Reading passage
■ ■ ■ ■ ■

Throughout his presidency, Magufuli has spent much of his time touring Tanzania and meeting citizens. He has even gained something of a reputation for resolving voters’ grievances on the spot while on tour, often issuing orders to local government representatives live on camera at roadside meet and greets.
Tanzania has also diversified its economy in the last five years, evidenced by employment in agriculture declined from 71.4% of total employment in 2008 to 66.3% in 2018, while employment in industry increased to 7.1% from 5.7% and employment in services to 26.6% from 22.9%.
Despite its strategic location, Tanzania lacks access to the development finances required to bridge the enormous infrastructure gap that comes with its size.
But the government has tried to bridge the gap. President Magufuli has pursued mega projects including the Mwalimu Nyerere Hydroelectric power project in Rufiji, the standard gauge railway, and revival of the national carrier.

■ ■ ■ ■ ■

What you will do
• a. Answer these questions from the Tanzania passage, one per line:
(i) What percentage of total employment did agriculture account for in 2018?
(ii) Despite its strategic location, what does Tanzania lack access to?
(iii) Where is the Mwalimu Nyerere Hydroelectric power project?
• b. Carry the Tanzania passage forward from its final sentence.
Nothing in the data is needed for working with the Tanzania passage.

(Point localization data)
■ ■ ■ ■ ■

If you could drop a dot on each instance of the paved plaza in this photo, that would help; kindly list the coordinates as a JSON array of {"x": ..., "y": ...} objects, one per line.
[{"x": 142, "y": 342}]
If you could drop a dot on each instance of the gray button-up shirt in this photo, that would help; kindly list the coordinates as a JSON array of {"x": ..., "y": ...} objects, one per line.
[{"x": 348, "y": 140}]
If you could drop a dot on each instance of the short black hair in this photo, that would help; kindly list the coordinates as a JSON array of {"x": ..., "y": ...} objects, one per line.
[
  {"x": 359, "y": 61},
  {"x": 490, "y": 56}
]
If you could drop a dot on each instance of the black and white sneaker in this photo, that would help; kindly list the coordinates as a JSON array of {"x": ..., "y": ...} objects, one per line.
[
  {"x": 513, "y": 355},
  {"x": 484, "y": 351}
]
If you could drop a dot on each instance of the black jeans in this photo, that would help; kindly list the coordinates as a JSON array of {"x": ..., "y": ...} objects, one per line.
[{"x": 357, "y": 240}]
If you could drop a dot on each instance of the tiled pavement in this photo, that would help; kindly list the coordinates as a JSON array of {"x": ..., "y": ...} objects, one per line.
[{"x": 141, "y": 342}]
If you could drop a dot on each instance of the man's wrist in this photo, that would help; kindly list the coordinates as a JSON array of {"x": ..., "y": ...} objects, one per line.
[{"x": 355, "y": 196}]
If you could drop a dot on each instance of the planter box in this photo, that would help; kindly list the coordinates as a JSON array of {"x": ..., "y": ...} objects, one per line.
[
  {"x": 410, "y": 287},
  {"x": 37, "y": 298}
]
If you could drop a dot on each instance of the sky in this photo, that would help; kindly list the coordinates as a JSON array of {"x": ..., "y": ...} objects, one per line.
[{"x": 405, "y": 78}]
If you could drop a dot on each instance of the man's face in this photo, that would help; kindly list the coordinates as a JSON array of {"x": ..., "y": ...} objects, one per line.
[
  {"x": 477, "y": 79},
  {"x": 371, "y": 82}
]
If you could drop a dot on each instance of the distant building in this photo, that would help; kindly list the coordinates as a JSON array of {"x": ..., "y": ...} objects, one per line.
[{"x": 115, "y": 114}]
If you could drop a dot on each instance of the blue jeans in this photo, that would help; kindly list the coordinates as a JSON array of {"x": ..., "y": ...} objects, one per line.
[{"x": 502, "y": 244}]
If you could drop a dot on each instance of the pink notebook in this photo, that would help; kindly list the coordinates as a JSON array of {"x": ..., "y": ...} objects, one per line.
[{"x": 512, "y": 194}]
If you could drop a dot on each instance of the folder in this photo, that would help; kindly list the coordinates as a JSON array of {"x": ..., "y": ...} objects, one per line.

■ ■ ■ ■ ■

Your responses
• a.
(i) 66.3%
(ii) The development finances required to bridge the enormous infrastructure gap that comes with its size
(iii) Rufiji

• b.
Remarkably, Tanzania railway project to be launched in 2022, features Sub-Saharan Africa’s first bullet train- rail line linking Rwanda with Tanzania’s port at Dar es Salaam. The project has cost the country $1.3 billion over the first phase that included a 400 kilometer track from Dar es Salaam to Dodoma. \
Neighboring Kenya paid triple the figure – $3.6 billion, to builds its own standard gauge railway that runs over a similar length of 400 kilometers from the outskirts of Nairobi to Miritini near the coastal city of Mombasa.
After initially choosing to join Kenya’s SGR project Rwanda’s government agreed to pay $1.2 billion to extend the railway line to Kigali. Uganda is also in talks to build an oil pipeline with Tanzania to transport its huge oil deposits through the port of Dar es Salaam.
Following its revival in 2017, Air Tanzania is set to compete with struggling Kenya Airways and Rwandan Air for a share in the region’s commercial air transport sector.
President Magufuli has also overseen reforms in the minerals and extractives sector that have seen him clash with foreign firms such as Acacia. Tanzania’s gold production increased by 10% in the last half a decade, and is now Africa’s fourth-largest gold producer after South Africa, Ghana and Mali.
While Magufuli has strengthened the economy, he has killed the little democratic space that was present in Tanzania before his election victory.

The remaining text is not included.